▸ **Your goal**: Edit the lines starting with the line that contains "visor with a bounding box." and going on through the line that contains "left=441, top=259, right=483, bottom=307": replace "black helmet" with "dark helmet" and leave everything else unchanged. Return only those lines.
-- START OF Record extracts --
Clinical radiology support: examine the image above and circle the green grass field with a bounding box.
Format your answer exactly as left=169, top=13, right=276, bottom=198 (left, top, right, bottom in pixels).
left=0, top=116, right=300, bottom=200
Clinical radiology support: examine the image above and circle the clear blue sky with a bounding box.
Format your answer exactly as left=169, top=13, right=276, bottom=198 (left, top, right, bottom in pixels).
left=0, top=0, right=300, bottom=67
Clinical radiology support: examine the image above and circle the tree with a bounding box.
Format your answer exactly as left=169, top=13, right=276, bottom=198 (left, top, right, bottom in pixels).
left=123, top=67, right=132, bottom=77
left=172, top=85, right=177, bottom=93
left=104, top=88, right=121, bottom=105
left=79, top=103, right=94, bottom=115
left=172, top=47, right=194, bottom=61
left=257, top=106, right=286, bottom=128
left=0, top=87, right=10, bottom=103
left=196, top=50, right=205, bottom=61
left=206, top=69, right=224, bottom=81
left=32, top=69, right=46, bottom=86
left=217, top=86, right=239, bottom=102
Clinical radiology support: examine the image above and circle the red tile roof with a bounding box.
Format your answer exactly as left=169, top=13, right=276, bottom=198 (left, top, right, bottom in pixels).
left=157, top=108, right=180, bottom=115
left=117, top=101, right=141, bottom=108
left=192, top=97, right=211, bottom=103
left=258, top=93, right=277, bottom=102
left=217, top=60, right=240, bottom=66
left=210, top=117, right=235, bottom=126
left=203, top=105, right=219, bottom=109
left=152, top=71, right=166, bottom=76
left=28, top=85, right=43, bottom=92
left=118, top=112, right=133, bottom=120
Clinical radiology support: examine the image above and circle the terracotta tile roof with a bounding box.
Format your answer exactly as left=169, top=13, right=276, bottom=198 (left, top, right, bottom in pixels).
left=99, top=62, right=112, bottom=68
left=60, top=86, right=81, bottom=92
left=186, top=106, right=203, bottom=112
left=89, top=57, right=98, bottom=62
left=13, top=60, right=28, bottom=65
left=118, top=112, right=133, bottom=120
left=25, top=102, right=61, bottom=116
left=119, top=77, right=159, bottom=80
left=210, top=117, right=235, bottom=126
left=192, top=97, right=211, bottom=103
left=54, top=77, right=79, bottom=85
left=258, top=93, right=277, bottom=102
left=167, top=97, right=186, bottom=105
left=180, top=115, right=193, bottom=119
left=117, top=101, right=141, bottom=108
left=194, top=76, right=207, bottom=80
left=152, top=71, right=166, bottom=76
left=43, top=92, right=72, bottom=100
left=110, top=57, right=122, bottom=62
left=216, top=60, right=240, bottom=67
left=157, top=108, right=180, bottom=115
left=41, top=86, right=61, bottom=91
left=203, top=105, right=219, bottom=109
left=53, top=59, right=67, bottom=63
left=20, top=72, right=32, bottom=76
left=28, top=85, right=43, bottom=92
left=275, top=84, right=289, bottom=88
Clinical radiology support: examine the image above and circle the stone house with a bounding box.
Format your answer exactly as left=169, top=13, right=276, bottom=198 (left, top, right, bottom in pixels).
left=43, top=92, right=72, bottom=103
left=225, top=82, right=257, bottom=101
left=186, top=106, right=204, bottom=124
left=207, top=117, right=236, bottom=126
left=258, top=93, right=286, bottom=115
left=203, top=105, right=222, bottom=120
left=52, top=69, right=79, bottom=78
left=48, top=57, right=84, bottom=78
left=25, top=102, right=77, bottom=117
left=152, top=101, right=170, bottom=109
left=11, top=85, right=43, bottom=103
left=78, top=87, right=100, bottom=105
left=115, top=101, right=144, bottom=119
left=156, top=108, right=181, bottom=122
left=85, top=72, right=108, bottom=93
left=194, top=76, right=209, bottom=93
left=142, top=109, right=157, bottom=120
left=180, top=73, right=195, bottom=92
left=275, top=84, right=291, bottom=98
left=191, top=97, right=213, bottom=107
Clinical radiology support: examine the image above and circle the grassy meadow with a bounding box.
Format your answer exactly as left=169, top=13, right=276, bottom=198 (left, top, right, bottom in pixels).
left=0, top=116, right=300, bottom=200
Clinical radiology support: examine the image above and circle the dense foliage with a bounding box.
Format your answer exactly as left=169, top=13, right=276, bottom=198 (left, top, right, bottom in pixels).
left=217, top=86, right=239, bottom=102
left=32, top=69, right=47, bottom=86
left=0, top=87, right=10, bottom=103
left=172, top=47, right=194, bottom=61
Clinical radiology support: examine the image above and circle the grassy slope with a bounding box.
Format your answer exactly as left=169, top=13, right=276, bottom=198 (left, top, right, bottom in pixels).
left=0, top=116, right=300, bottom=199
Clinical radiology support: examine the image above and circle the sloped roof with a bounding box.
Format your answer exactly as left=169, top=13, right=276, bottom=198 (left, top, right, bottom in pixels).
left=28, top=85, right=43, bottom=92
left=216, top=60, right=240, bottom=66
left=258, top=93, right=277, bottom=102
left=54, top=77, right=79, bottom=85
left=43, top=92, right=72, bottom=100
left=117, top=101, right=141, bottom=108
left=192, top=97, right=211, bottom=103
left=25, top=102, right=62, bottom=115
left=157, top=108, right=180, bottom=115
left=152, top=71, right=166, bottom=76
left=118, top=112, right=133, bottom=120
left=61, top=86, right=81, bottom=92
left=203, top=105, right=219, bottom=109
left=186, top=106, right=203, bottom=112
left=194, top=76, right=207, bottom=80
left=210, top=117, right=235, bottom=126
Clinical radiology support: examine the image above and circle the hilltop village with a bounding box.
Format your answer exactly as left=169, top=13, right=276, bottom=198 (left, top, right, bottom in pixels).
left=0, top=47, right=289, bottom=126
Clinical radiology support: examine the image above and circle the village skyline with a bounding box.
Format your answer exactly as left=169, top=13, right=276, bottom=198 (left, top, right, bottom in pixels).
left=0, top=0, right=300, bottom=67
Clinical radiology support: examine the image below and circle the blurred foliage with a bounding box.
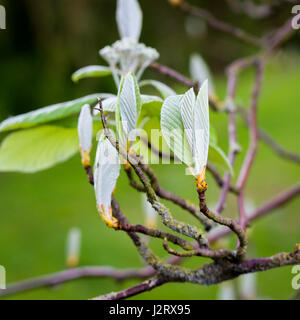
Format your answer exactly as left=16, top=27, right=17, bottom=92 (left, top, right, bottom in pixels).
left=0, top=0, right=300, bottom=299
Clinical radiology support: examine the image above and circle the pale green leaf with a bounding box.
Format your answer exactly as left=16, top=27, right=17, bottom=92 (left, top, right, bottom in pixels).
left=139, top=80, right=176, bottom=99
left=193, top=80, right=209, bottom=174
left=0, top=125, right=78, bottom=173
left=94, top=138, right=120, bottom=218
left=180, top=88, right=196, bottom=156
left=72, top=66, right=112, bottom=82
left=116, top=73, right=142, bottom=143
left=161, top=96, right=193, bottom=166
left=0, top=93, right=106, bottom=132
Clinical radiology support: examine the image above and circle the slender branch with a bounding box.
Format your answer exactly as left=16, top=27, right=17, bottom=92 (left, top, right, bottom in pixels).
left=237, top=59, right=263, bottom=189
left=0, top=266, right=153, bottom=297
left=117, top=223, right=193, bottom=250
left=94, top=251, right=300, bottom=300
left=150, top=62, right=221, bottom=111
left=207, top=184, right=300, bottom=243
left=237, top=107, right=300, bottom=163
left=247, top=184, right=300, bottom=221
left=170, top=0, right=265, bottom=47
left=141, top=164, right=213, bottom=231
left=197, top=190, right=248, bottom=259
left=91, top=277, right=165, bottom=300
left=141, top=137, right=239, bottom=194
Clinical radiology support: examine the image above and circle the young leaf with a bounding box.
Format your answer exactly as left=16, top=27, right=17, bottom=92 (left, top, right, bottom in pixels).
left=190, top=53, right=215, bottom=95
left=139, top=80, right=176, bottom=99
left=94, top=94, right=163, bottom=116
left=116, top=0, right=143, bottom=41
left=161, top=96, right=193, bottom=166
left=72, top=66, right=112, bottom=82
left=194, top=80, right=209, bottom=174
left=78, top=104, right=93, bottom=167
left=0, top=125, right=78, bottom=173
left=94, top=137, right=120, bottom=224
left=66, top=228, right=81, bottom=268
left=0, top=93, right=106, bottom=132
left=116, top=73, right=142, bottom=144
left=180, top=88, right=196, bottom=157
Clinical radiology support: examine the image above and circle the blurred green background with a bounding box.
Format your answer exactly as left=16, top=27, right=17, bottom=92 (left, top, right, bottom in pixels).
left=0, top=0, right=300, bottom=299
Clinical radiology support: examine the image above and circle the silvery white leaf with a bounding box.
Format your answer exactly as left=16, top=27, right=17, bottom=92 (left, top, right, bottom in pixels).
left=78, top=104, right=93, bottom=152
left=194, top=80, right=209, bottom=174
left=139, top=80, right=176, bottom=99
left=161, top=95, right=193, bottom=166
left=190, top=54, right=215, bottom=94
left=102, top=96, right=118, bottom=112
left=116, top=0, right=143, bottom=40
left=94, top=137, right=120, bottom=218
left=180, top=88, right=196, bottom=155
left=116, top=73, right=141, bottom=143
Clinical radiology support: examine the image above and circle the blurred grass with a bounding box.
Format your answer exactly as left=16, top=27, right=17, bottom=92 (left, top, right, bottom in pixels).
left=0, top=56, right=300, bottom=299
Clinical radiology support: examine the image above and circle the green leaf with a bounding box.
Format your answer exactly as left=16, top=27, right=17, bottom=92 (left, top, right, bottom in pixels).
left=72, top=66, right=112, bottom=82
left=0, top=93, right=107, bottom=132
left=140, top=80, right=176, bottom=99
left=141, top=94, right=163, bottom=118
left=208, top=142, right=234, bottom=175
left=0, top=125, right=78, bottom=173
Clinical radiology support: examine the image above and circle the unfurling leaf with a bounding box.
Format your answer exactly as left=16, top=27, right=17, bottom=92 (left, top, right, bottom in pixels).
left=78, top=104, right=93, bottom=167
left=0, top=125, right=78, bottom=173
left=194, top=80, right=210, bottom=175
left=0, top=93, right=107, bottom=132
left=161, top=81, right=227, bottom=188
left=116, top=0, right=143, bottom=40
left=72, top=66, right=112, bottom=82
left=66, top=228, right=81, bottom=268
left=190, top=53, right=215, bottom=95
left=116, top=73, right=142, bottom=146
left=94, top=94, right=163, bottom=116
left=94, top=137, right=120, bottom=227
left=139, top=80, right=176, bottom=99
left=161, top=95, right=193, bottom=166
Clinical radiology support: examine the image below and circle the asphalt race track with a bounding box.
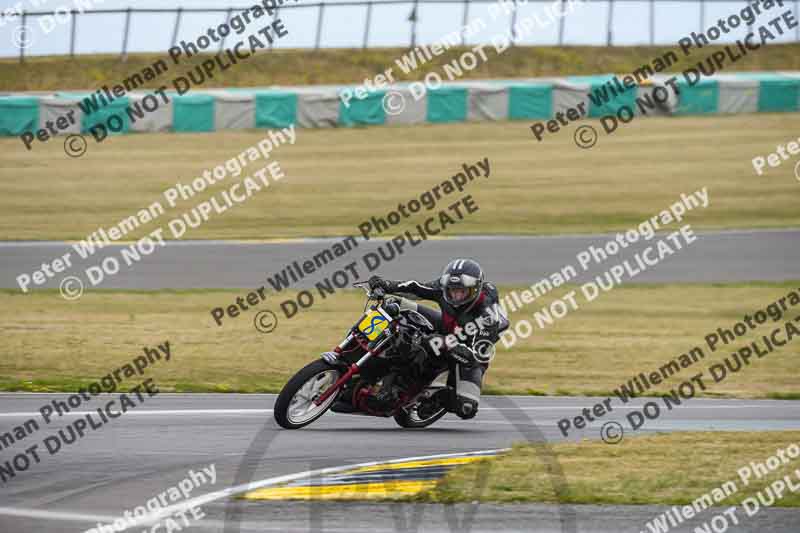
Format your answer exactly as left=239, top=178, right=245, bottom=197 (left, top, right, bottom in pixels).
left=0, top=229, right=800, bottom=289
left=0, top=393, right=800, bottom=533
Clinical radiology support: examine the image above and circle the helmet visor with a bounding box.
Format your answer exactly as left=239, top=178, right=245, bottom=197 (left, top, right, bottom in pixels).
left=442, top=274, right=478, bottom=288
left=442, top=274, right=479, bottom=305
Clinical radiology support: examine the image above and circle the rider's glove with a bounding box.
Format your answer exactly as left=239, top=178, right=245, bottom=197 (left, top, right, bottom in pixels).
left=367, top=276, right=390, bottom=292
left=447, top=344, right=476, bottom=366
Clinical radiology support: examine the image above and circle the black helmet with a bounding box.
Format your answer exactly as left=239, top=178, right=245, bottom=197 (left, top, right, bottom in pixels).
left=441, top=259, right=483, bottom=307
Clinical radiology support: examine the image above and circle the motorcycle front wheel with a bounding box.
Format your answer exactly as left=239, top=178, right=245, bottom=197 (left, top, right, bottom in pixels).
left=273, top=359, right=341, bottom=429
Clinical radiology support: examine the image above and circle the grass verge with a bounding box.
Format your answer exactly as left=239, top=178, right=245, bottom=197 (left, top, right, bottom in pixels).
left=0, top=282, right=800, bottom=392
left=0, top=44, right=800, bottom=91
left=0, top=116, right=800, bottom=240
left=413, top=431, right=800, bottom=504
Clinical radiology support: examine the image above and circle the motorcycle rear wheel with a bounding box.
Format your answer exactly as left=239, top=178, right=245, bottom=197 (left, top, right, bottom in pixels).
left=394, top=400, right=447, bottom=429
left=273, top=359, right=342, bottom=429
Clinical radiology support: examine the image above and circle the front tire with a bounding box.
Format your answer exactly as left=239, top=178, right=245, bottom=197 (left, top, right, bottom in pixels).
left=273, top=359, right=342, bottom=429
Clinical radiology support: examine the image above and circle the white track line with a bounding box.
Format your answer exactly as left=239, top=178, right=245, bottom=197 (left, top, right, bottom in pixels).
left=0, top=448, right=509, bottom=530
left=0, top=409, right=273, bottom=420
left=0, top=406, right=780, bottom=420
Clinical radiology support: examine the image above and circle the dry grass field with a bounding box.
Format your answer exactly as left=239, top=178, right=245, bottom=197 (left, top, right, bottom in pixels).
left=0, top=282, right=800, bottom=396
left=0, top=113, right=800, bottom=240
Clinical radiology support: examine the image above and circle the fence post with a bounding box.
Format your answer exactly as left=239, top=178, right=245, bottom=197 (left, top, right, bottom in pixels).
left=511, top=0, right=517, bottom=46
left=269, top=6, right=278, bottom=52
left=19, top=10, right=28, bottom=63
left=408, top=0, right=419, bottom=48
left=120, top=8, right=131, bottom=61
left=700, top=0, right=706, bottom=33
left=362, top=1, right=372, bottom=50
left=172, top=7, right=183, bottom=46
left=69, top=9, right=78, bottom=57
left=219, top=7, right=233, bottom=52
left=461, top=0, right=469, bottom=46
left=314, top=2, right=325, bottom=50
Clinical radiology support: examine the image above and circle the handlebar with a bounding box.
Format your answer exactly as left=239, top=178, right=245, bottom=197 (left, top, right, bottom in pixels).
left=353, top=281, right=386, bottom=300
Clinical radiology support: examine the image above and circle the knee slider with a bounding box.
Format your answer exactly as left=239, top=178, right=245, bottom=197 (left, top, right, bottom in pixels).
left=456, top=396, right=478, bottom=420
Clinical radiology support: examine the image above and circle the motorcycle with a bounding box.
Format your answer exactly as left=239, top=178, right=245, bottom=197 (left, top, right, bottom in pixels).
left=273, top=282, right=456, bottom=429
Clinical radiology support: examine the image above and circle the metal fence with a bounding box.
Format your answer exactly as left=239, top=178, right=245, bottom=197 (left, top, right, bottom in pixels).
left=0, top=0, right=800, bottom=62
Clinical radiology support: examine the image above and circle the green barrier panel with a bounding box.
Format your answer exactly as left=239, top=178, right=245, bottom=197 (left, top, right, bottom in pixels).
left=0, top=96, right=39, bottom=135
left=256, top=91, right=297, bottom=128
left=81, top=96, right=131, bottom=135
left=171, top=94, right=214, bottom=133
left=339, top=91, right=386, bottom=126
left=508, top=85, right=553, bottom=120
left=675, top=78, right=719, bottom=115
left=571, top=76, right=636, bottom=118
left=758, top=78, right=800, bottom=112
left=428, top=87, right=467, bottom=123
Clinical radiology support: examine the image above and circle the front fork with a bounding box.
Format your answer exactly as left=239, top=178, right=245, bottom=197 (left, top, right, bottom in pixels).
left=314, top=332, right=373, bottom=405
left=314, top=332, right=389, bottom=405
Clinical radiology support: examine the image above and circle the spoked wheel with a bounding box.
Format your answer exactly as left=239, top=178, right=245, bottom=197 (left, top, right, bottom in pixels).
left=273, top=360, right=341, bottom=429
left=394, top=399, right=447, bottom=428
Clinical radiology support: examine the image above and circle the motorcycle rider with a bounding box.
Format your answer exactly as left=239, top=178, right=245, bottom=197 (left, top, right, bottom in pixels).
left=328, top=259, right=509, bottom=419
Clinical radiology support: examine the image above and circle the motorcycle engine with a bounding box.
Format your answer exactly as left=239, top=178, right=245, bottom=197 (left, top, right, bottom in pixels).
left=362, top=373, right=402, bottom=413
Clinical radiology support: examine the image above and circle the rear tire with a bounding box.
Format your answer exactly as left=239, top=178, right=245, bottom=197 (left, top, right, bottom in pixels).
left=394, top=400, right=447, bottom=429
left=273, top=359, right=342, bottom=429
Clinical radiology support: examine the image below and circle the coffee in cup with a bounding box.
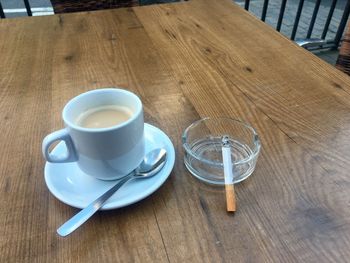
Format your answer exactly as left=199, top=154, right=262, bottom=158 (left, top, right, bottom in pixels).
left=76, top=104, right=133, bottom=129
left=42, top=88, right=145, bottom=180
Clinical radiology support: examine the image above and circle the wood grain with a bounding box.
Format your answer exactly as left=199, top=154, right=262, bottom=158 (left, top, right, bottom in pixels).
left=0, top=0, right=350, bottom=262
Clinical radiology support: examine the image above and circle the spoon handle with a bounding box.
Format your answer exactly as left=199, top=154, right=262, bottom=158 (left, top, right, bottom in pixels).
left=57, top=172, right=134, bottom=237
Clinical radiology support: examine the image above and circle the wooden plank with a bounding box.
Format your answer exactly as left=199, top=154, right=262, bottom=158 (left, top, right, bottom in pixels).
left=0, top=0, right=350, bottom=262
left=136, top=1, right=350, bottom=262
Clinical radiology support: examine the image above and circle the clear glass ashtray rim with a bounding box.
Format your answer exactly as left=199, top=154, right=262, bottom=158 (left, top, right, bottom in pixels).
left=182, top=117, right=261, bottom=167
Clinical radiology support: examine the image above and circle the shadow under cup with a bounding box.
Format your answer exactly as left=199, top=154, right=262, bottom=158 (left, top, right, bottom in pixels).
left=62, top=88, right=145, bottom=180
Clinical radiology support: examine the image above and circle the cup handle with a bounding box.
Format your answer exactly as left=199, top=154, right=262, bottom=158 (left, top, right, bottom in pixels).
left=42, top=129, right=78, bottom=163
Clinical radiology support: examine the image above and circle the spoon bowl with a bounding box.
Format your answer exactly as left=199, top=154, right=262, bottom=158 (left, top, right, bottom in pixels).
left=57, top=148, right=166, bottom=237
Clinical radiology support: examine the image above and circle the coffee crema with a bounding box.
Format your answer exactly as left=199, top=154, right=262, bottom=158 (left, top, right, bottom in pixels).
left=76, top=105, right=133, bottom=129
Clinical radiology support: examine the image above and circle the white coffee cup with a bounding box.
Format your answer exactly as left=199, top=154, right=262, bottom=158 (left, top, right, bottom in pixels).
left=42, top=88, right=145, bottom=180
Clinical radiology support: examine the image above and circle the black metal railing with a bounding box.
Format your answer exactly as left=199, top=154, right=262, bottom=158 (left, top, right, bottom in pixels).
left=0, top=0, right=33, bottom=18
left=244, top=0, right=350, bottom=49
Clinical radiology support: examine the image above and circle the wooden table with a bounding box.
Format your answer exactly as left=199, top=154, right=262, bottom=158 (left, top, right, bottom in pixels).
left=0, top=0, right=350, bottom=262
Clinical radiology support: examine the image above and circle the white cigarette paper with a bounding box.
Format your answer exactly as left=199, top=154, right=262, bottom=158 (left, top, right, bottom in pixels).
left=222, top=146, right=233, bottom=185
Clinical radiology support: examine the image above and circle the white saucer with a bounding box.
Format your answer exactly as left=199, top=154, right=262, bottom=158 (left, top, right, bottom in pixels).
left=45, top=124, right=175, bottom=210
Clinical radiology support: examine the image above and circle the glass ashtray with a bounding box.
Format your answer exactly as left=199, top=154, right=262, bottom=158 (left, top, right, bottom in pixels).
left=182, top=118, right=261, bottom=185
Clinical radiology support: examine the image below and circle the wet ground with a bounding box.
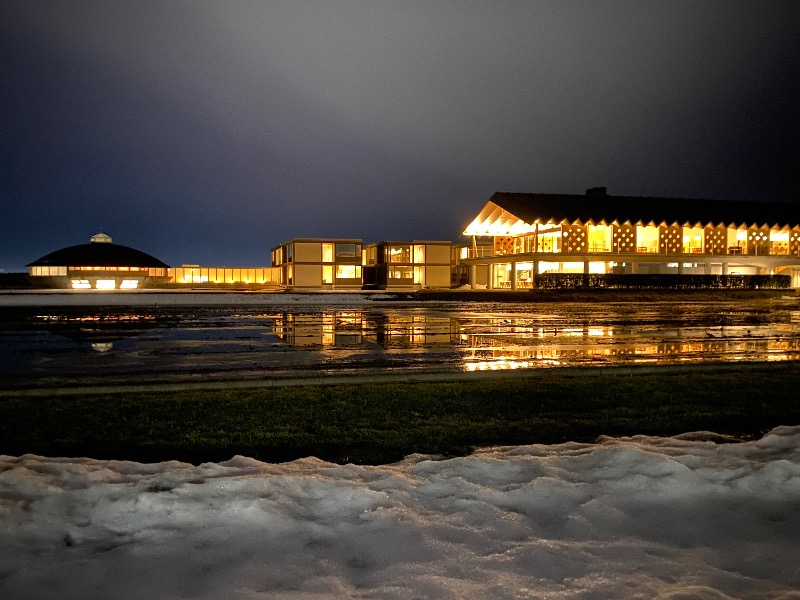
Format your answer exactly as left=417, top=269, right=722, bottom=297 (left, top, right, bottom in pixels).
left=0, top=300, right=800, bottom=389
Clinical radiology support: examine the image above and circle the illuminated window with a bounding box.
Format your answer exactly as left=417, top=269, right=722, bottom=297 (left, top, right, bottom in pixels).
left=336, top=244, right=361, bottom=258
left=389, top=267, right=414, bottom=280
left=336, top=265, right=361, bottom=279
left=389, top=246, right=411, bottom=263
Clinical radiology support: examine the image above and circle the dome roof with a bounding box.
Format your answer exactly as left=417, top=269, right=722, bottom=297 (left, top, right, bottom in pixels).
left=27, top=236, right=169, bottom=269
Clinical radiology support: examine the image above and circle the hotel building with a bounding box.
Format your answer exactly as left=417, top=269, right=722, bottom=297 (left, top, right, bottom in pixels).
left=363, top=241, right=458, bottom=290
left=28, top=233, right=170, bottom=290
left=272, top=238, right=362, bottom=290
left=460, top=188, right=800, bottom=290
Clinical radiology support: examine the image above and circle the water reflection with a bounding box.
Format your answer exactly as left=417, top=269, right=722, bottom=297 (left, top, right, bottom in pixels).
left=0, top=302, right=800, bottom=385
left=274, top=311, right=800, bottom=371
left=272, top=311, right=460, bottom=348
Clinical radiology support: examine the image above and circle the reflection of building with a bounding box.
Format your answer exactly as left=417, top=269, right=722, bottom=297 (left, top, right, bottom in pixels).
left=363, top=241, right=455, bottom=289
left=364, top=312, right=458, bottom=348
left=28, top=233, right=169, bottom=290
left=461, top=188, right=800, bottom=289
left=272, top=238, right=361, bottom=289
left=274, top=311, right=361, bottom=347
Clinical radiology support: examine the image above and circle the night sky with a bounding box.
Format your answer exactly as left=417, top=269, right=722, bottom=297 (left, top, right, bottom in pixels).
-- END OF Record extracts --
▸ **Worked solution**:
Clinical radiology support: examine the image above and circle the helmet visor with a bounding box.
Format your answer exactly as left=239, top=178, right=245, bottom=197 (left, top, right, bottom in pixels).
left=442, top=274, right=478, bottom=288
left=442, top=274, right=479, bottom=305
Clinical radiology support: examine the image above and circle the rider's glove with a bounding box.
Format your answer exactly as left=239, top=178, right=245, bottom=197 (left, top, right, bottom in pixels).
left=367, top=276, right=390, bottom=292
left=447, top=344, right=476, bottom=366
Clinical radiology support: examine the image above and circle the dark helmet with a bounding box.
Format your answer exactly as left=239, top=178, right=245, bottom=197 (left, top, right, bottom in pixels).
left=441, top=259, right=483, bottom=307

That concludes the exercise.